Collected data:
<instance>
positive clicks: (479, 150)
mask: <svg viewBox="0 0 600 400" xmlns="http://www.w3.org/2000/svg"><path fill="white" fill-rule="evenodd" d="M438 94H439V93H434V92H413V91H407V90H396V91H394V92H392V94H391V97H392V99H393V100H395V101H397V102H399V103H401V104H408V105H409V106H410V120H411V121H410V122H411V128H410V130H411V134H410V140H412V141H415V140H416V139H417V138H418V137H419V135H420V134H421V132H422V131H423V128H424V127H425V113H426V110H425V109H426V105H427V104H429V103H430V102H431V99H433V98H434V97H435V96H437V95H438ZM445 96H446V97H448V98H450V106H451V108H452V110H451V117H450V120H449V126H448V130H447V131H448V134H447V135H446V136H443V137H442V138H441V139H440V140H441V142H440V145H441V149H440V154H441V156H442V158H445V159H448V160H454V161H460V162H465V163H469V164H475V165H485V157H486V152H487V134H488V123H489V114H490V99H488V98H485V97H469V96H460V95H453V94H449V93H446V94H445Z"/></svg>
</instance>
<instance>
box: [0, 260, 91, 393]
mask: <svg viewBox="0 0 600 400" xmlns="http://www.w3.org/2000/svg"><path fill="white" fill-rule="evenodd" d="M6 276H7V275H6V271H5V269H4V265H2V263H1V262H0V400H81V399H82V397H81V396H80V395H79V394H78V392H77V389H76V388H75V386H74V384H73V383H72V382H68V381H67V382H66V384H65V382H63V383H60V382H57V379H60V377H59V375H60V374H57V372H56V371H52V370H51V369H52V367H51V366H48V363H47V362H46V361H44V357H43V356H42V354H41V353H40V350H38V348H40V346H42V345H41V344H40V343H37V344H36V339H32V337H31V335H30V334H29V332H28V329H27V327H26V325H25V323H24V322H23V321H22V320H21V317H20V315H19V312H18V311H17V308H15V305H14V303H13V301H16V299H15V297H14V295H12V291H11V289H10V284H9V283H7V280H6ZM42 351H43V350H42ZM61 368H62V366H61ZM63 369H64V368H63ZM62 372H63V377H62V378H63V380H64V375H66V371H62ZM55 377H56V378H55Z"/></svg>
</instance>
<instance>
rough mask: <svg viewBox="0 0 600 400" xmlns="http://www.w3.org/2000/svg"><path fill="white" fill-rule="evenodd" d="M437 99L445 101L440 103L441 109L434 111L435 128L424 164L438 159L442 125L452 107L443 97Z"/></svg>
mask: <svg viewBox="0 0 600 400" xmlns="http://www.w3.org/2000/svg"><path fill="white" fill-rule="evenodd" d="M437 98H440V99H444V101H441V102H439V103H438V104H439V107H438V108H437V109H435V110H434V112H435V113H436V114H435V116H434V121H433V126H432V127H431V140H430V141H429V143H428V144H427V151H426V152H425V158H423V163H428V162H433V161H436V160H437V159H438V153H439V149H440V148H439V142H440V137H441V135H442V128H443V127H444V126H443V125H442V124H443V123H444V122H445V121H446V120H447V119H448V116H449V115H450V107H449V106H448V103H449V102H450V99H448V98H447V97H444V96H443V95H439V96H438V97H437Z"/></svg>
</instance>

Work to be completed: Write out the lines from the beginning of the records through the line containing "351H43V350H42ZM61 368H62V366H61ZM63 369H64V368H63ZM62", including both ends, with nothing changed.

Answer to the problem:
<instance>
positive clicks: (479, 150)
mask: <svg viewBox="0 0 600 400" xmlns="http://www.w3.org/2000/svg"><path fill="white" fill-rule="evenodd" d="M438 94H439V93H434V92H413V91H407V90H396V91H394V92H392V94H391V97H392V99H393V100H395V101H397V102H399V103H401V104H408V105H409V106H410V120H411V121H410V122H411V128H410V130H411V134H410V140H412V141H415V140H416V139H417V138H418V137H419V135H420V134H421V132H422V131H423V128H424V127H425V113H426V110H425V109H426V105H427V104H429V103H430V102H431V99H433V98H434V97H435V96H437V95H438ZM445 96H446V97H448V98H450V106H451V108H452V110H451V117H450V120H449V126H448V130H447V131H448V134H447V135H446V136H443V137H442V138H441V139H440V140H441V142H440V145H441V149H440V154H441V156H442V158H445V159H448V160H454V161H460V162H465V163H469V164H475V165H485V157H486V152H487V134H488V123H489V114H490V99H488V98H485V97H469V96H460V95H453V94H449V93H446V94H445Z"/></svg>
</instance>
<instance>
box: [0, 260, 91, 393]
mask: <svg viewBox="0 0 600 400" xmlns="http://www.w3.org/2000/svg"><path fill="white" fill-rule="evenodd" d="M6 276H7V275H6V271H5V269H4V265H2V263H1V262H0V400H81V399H82V397H81V396H80V395H79V394H78V392H77V389H76V388H75V386H74V384H73V383H72V382H68V381H67V382H66V384H65V382H63V383H60V382H57V379H60V377H59V375H60V374H57V372H56V371H52V370H51V369H52V367H51V366H48V363H47V362H46V361H44V357H43V356H42V354H41V353H40V350H38V348H40V346H42V345H41V344H40V343H37V344H36V339H32V337H31V335H30V334H29V332H28V329H27V327H26V325H25V323H24V322H23V321H22V320H21V317H20V315H19V312H18V311H17V308H15V305H14V303H13V301H16V299H15V297H14V295H12V291H11V289H10V284H9V283H7V280H6ZM42 351H43V350H42ZM61 368H62V366H61ZM63 369H64V368H63ZM62 372H63V377H62V378H63V380H64V375H66V371H62ZM55 377H56V378H55Z"/></svg>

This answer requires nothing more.